── AVAILABLE DATA
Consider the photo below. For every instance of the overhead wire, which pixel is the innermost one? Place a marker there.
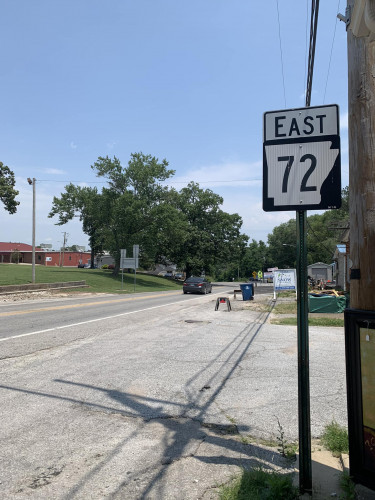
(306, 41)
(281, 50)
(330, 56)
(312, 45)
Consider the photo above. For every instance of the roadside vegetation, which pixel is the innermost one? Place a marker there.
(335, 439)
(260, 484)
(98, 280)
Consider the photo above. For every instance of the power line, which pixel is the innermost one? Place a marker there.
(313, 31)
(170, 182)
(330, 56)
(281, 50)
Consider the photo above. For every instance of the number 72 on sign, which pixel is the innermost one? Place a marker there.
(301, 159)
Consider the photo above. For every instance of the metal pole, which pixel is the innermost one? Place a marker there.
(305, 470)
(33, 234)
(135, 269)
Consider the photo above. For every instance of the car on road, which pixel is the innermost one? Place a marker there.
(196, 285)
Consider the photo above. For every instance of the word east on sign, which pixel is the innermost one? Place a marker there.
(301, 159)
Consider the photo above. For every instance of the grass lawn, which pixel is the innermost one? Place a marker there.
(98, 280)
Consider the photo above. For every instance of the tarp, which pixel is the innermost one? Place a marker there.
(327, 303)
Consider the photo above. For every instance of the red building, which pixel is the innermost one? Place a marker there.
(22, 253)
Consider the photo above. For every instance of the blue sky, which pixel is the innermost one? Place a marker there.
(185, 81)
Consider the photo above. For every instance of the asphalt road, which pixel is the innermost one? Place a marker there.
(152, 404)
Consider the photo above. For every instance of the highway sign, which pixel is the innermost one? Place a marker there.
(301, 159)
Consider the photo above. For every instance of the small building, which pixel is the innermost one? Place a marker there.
────
── AVAILABLE DATA
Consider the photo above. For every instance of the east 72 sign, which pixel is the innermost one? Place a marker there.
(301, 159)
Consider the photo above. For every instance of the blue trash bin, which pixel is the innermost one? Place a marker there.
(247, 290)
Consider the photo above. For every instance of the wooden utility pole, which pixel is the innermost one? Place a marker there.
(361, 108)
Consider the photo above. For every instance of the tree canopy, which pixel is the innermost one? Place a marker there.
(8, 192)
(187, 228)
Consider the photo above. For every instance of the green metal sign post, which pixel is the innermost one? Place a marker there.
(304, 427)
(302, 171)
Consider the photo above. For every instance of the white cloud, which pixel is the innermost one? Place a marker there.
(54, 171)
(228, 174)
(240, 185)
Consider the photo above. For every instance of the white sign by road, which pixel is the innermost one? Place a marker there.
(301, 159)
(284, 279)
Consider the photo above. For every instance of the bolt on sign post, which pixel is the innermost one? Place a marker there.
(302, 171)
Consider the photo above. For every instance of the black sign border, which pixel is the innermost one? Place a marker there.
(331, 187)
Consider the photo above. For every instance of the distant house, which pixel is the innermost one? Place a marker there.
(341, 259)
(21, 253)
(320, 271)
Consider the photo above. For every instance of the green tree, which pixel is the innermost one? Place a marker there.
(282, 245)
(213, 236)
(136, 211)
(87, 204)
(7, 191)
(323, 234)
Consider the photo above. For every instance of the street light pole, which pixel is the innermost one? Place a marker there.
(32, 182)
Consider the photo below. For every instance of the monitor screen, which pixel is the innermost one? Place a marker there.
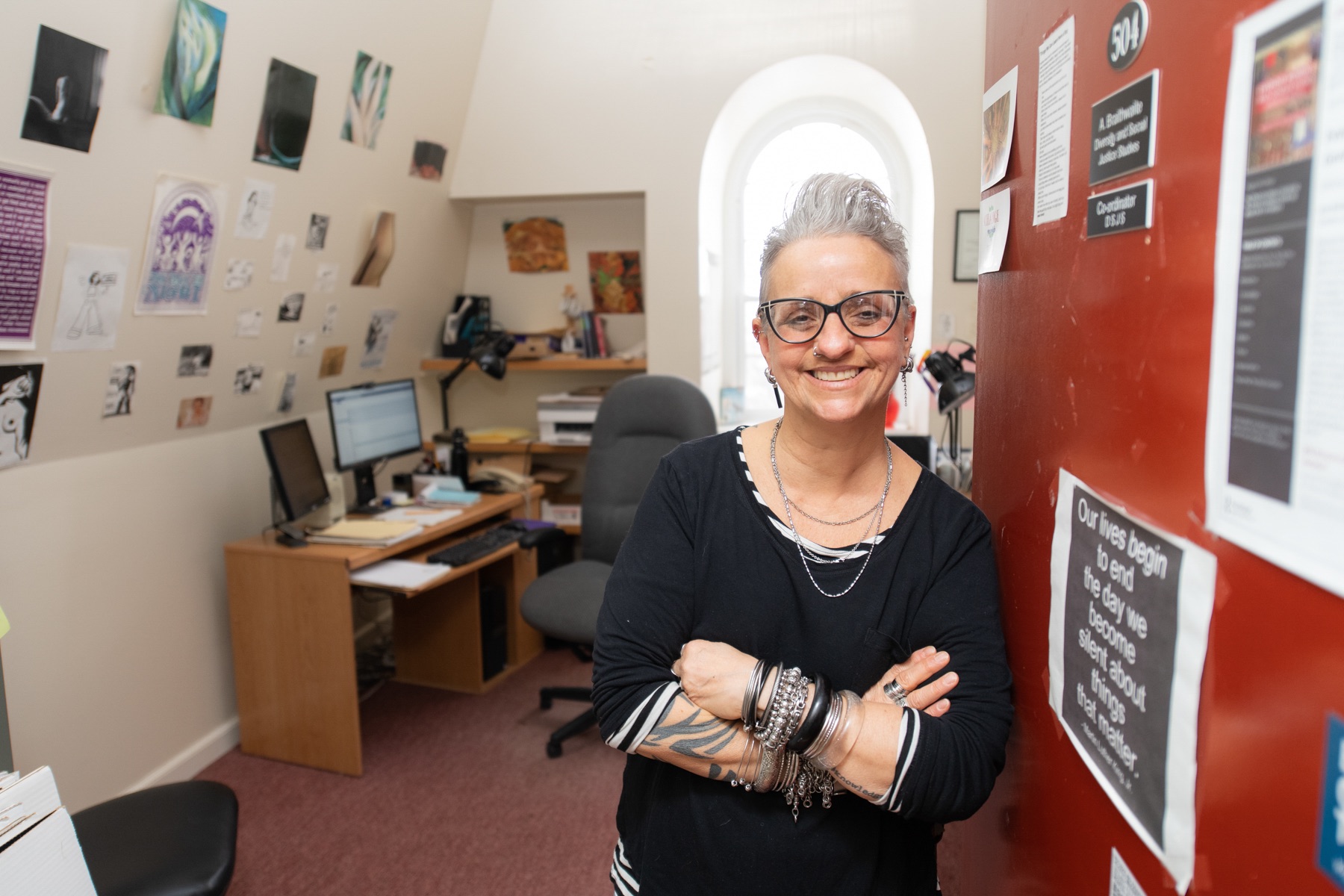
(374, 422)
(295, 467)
────
── AVAILABLE DATA
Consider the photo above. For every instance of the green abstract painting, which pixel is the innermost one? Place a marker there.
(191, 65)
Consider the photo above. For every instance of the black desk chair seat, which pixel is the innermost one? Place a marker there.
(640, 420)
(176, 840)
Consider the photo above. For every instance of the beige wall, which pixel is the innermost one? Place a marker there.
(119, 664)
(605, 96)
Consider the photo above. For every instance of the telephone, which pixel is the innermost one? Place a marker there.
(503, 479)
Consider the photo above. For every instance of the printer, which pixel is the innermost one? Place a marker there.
────
*REQUIRED WORK*. Put the lines starting at the one containing "Consider the photo above. For every instance of the power" and ending at the one containing "Consider the photo above. For every instance of the small" into a numbered list, leaving out any blank lines.

*FULL SOLUTION*.
1. Consider the photo above. For every instance of the power line, which pixel is the innermost one? Place a marker there.
2. (313, 31)
3. (170, 182)
4. (330, 56)
5. (281, 50)
6. Consider the photo above. For every instance of the number 72 on sign, which pixel is the innermost one? Place a marker there.
7. (301, 159)
8. Consider the photo above. For every instance of the metal pole, which pixel is the innermost one? Place a marker there.
9. (305, 470)
10. (33, 234)
11. (135, 269)
12. Consider the photo above. For every instance of the car on road, which pixel is the innermost one? Place a marker there.
13. (196, 285)
14. Consider the photo above. For every instance of the word east on sign, which pixel is the innermost one? Place a marker there.
15. (301, 159)
16. Consider the photo above. For every instance of the grass lawn, which pixel is the innermost one? Place a marker there.
17. (98, 280)
18. Consider the photo above. For every instance of the tarp, which pixel is the innermost one? Place a marker there.
19. (327, 303)
20. Consider the photo above. For every instance of the red building, which pixel is the innermost one? Place a marker there.
21. (22, 253)
22. Consider the photo above. For every instance of the blue sky, which pixel is the innermost one? Place a marker there.
23. (185, 81)
24. Consider the photo above. For every instance of the asphalt road, which pixel is the innermost one? Place a marker there.
25. (152, 404)
26. Consider the photo above. For every instance of the highway sign, which pixel is the innermost one? Place a marker there.
27. (301, 159)
28. Consider the photo above. For every instance of the small building, which pixel is the innermost one? Place a marker there.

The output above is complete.